Data listing:
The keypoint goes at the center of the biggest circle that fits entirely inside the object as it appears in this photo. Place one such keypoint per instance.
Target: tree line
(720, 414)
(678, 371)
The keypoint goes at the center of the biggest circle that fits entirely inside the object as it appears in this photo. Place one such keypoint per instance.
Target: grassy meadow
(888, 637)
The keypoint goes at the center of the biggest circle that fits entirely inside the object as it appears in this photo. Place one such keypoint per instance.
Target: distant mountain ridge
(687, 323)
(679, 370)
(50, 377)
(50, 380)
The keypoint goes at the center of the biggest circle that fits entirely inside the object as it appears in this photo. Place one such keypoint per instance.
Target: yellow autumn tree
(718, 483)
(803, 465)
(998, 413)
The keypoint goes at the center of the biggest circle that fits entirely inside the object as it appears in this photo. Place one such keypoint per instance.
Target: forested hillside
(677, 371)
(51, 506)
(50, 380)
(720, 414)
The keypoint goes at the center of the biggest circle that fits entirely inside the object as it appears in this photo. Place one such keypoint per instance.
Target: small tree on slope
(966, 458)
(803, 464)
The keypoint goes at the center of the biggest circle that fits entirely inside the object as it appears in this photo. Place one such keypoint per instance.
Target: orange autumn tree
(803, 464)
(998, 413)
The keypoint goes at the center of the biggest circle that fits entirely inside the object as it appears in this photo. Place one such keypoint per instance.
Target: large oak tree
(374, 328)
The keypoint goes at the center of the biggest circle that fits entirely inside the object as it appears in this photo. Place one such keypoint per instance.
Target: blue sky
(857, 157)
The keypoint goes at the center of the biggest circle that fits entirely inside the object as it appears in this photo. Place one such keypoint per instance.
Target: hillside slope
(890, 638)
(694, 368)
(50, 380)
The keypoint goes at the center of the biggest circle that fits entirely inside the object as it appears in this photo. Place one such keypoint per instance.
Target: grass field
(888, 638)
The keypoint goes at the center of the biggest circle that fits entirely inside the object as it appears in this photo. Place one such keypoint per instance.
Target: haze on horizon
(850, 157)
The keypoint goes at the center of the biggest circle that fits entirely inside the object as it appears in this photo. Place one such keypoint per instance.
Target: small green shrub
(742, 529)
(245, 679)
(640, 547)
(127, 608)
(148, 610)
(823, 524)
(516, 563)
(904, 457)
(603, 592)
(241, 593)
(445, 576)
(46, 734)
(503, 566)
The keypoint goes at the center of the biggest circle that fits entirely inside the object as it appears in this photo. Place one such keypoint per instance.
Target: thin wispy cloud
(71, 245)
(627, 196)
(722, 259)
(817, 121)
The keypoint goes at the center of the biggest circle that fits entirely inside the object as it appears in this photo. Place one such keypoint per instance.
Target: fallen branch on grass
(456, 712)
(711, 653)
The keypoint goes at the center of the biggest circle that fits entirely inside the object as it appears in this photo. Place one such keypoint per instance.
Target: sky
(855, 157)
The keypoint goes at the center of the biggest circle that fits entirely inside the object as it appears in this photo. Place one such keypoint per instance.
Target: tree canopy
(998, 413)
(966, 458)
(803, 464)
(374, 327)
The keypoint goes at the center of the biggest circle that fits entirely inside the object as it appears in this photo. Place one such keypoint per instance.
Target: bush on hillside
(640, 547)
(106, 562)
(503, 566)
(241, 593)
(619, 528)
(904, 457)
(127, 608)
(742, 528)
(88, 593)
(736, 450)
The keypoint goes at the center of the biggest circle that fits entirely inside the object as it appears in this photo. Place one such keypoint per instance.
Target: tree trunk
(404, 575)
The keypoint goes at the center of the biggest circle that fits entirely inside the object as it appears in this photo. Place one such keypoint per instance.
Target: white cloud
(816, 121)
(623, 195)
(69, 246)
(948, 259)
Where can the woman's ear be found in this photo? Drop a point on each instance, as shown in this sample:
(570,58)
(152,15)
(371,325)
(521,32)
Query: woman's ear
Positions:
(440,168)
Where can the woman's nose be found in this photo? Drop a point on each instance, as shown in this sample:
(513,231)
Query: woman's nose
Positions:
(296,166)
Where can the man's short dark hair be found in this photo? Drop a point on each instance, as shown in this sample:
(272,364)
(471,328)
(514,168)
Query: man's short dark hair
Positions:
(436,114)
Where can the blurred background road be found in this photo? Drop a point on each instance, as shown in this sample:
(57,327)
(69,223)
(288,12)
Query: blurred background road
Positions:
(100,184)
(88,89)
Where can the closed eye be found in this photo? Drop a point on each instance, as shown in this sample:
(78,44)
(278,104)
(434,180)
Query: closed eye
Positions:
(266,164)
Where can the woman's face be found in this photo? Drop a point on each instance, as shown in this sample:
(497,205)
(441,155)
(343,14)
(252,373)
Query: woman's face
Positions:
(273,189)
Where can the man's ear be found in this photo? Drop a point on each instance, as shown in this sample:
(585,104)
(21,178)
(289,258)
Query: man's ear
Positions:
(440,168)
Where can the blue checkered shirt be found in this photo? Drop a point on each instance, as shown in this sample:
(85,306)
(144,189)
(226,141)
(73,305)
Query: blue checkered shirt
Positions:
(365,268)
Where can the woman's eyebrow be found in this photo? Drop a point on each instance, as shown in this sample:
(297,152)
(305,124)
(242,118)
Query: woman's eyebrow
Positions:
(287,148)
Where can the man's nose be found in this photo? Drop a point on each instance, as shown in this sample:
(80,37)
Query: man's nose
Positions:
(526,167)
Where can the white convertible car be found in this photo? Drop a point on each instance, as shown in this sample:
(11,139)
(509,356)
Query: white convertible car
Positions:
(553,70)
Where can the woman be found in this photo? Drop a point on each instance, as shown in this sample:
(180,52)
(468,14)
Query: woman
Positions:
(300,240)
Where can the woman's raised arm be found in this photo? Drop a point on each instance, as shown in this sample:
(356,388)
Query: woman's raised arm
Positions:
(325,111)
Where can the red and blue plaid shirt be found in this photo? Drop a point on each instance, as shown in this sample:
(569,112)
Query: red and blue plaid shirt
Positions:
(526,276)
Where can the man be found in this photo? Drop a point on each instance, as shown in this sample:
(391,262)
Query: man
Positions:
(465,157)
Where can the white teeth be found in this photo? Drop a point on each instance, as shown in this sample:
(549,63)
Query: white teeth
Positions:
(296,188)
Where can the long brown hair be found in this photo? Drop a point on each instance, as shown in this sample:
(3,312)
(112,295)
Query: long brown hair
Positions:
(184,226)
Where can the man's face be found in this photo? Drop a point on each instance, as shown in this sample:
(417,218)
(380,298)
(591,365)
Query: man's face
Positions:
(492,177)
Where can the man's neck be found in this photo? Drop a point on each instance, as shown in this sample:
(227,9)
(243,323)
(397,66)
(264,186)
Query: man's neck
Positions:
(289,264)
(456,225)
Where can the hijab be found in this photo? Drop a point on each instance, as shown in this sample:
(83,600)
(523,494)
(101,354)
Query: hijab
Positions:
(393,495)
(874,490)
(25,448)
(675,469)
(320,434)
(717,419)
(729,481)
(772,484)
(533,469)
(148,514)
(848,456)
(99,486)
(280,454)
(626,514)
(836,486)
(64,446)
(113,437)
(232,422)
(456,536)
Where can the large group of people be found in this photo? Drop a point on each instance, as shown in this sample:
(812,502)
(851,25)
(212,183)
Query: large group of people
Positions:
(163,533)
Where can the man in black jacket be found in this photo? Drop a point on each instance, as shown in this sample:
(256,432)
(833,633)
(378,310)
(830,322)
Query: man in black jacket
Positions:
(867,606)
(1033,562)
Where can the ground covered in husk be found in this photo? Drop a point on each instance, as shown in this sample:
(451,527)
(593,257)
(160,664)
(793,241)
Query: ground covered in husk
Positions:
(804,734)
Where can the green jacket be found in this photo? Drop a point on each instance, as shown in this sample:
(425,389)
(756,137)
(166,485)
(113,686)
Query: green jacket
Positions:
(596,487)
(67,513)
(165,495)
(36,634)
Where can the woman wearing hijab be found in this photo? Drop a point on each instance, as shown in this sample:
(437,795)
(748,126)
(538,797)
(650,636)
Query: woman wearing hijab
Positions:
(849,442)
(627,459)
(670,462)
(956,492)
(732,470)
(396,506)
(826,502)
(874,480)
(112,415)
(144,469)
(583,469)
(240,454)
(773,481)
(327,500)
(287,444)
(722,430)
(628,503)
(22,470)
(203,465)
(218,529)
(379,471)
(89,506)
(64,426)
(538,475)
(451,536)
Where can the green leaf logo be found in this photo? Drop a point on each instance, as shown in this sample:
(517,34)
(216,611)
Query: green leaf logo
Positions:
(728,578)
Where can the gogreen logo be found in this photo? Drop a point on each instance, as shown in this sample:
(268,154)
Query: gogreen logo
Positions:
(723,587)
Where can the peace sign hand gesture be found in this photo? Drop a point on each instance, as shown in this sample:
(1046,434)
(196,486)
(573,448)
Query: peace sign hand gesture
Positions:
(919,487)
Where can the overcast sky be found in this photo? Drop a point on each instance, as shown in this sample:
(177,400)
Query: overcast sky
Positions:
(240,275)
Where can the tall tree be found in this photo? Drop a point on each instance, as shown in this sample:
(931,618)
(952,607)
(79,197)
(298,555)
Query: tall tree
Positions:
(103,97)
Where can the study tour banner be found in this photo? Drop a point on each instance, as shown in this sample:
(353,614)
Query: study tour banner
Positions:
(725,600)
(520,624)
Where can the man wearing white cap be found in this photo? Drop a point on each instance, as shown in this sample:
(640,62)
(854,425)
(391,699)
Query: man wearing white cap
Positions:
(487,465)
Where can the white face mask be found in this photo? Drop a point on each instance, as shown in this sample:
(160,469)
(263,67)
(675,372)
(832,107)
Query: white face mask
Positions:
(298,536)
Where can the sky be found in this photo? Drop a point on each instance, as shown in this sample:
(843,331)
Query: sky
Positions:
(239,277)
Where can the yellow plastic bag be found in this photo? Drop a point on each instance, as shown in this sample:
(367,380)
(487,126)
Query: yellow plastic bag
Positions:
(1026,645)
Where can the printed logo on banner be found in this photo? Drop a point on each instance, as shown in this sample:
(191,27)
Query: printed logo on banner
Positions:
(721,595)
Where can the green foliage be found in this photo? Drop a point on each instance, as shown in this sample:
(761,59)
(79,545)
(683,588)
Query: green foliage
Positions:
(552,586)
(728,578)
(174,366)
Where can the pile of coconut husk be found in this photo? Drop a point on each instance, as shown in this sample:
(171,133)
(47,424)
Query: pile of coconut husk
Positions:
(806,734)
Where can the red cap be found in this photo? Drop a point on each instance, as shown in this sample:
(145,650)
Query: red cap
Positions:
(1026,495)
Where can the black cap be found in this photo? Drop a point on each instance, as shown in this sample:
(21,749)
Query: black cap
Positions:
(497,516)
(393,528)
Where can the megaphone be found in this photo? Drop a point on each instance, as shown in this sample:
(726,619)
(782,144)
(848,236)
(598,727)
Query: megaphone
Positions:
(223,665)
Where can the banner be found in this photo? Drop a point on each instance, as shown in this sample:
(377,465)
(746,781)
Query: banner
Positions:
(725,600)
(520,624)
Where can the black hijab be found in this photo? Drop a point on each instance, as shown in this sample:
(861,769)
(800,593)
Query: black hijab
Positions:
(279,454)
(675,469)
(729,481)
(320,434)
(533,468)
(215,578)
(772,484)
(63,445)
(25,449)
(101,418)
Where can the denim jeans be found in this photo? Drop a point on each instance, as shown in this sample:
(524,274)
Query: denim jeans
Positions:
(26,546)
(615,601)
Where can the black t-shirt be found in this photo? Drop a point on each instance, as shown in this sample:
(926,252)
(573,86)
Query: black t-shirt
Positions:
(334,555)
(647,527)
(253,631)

* _STATED PROBLEM_
Please lay out the lines of the listing as a JSON list of strings, one string per line, from the line containing "Where can the black hijab" through the end of the listing, leaving out any blank lines.

* _ANSWER IN FULL_
[
  "Where can the black hijab be found in this photo? Drop a point on each instance, as shown in this sample:",
  "(861,769)",
  "(800,593)",
  "Query: black hijab",
  "Positions:",
  "(279,454)",
  "(675,469)",
  "(729,481)",
  "(320,434)",
  "(533,468)",
  "(215,578)",
  "(772,484)",
  "(63,445)",
  "(25,449)",
  "(101,418)",
  "Where can the denim jeans be found in this photo? Drop a point on each instance, as shown in this sample:",
  "(524,274)",
  "Query: denim jeans",
  "Positions:",
  "(26,546)",
  "(615,601)",
  "Where can the black t-shirt be found in this photo? Drop a point on each instance, as shown in this sample:",
  "(926,252)",
  "(573,86)",
  "Query: black t-shirt",
  "Positions:",
  "(334,555)",
  "(647,527)",
  "(253,631)"
]